YOUR OBJECTIVE
In the listing that follows, copy out each line that includes the word "form".
───── MATERIAL FOR THIS EXERCISE ─────
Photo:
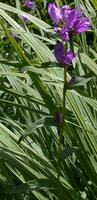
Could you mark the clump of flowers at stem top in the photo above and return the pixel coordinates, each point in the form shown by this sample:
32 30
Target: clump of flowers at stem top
68 21
61 56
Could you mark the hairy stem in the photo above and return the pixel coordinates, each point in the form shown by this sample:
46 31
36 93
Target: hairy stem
61 131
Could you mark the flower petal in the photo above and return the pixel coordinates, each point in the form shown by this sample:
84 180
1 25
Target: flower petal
55 13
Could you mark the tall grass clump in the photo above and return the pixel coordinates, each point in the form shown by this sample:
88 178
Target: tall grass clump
48 100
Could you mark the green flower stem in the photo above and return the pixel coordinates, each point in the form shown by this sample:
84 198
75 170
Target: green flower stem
61 130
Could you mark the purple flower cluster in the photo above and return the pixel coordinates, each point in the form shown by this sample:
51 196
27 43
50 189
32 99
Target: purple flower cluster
30 4
68 21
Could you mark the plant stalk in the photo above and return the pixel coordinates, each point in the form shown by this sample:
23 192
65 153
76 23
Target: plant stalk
61 130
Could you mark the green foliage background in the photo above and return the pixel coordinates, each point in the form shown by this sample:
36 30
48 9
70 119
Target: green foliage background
29 100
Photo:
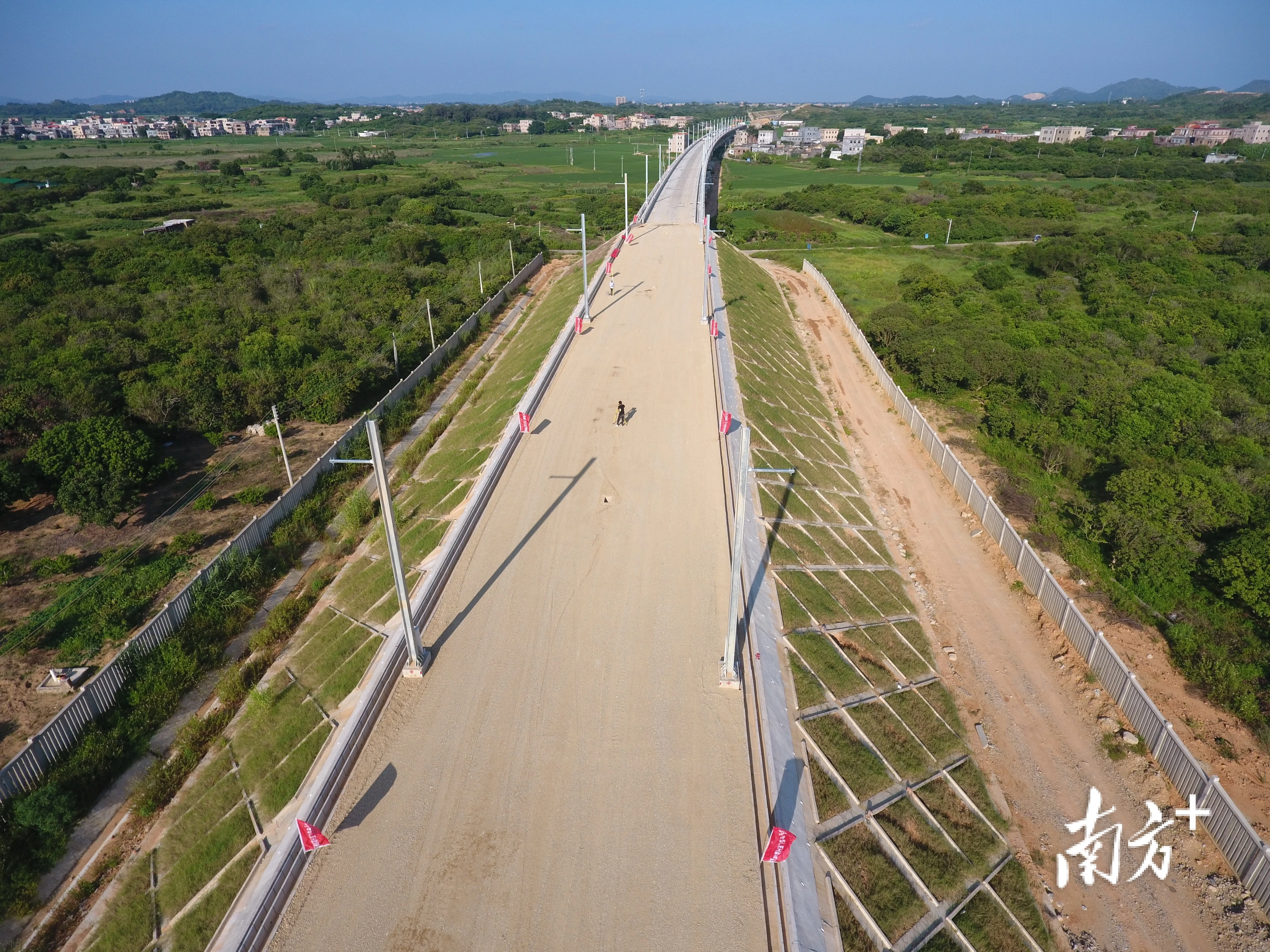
─────
ANSWER BOX
Could you mark the clump of flowers at stem top in the photo above and return the pixel coordinates, each point in the form shown by this sample:
Could you mark the hairy stem in the photo above and return the pixel coordinates, each point in the form shown by this sample:
Could you mark the flower petal in the photo above and return the pixel coordinates, each point in the form shown by this sample:
Could you mark the tall grass clump in the photo above and return the pixel coordinates, each point in the form shown by this sample:
Could you mark the green flower stem in the photo above and return the pixel coordinates, each point in the form shown by this sample:
Could you mark the purple flower cluster in the photo above and return the pixel coordinates, each point in the form shown by this sample:
Could you mark the plant stalk in the photo above and return the pixel coordinates, each point in the form shown by this sample:
Could you mark the green foliage background in the photo above and return the pixel coordinates, each point in the form shown by this sample:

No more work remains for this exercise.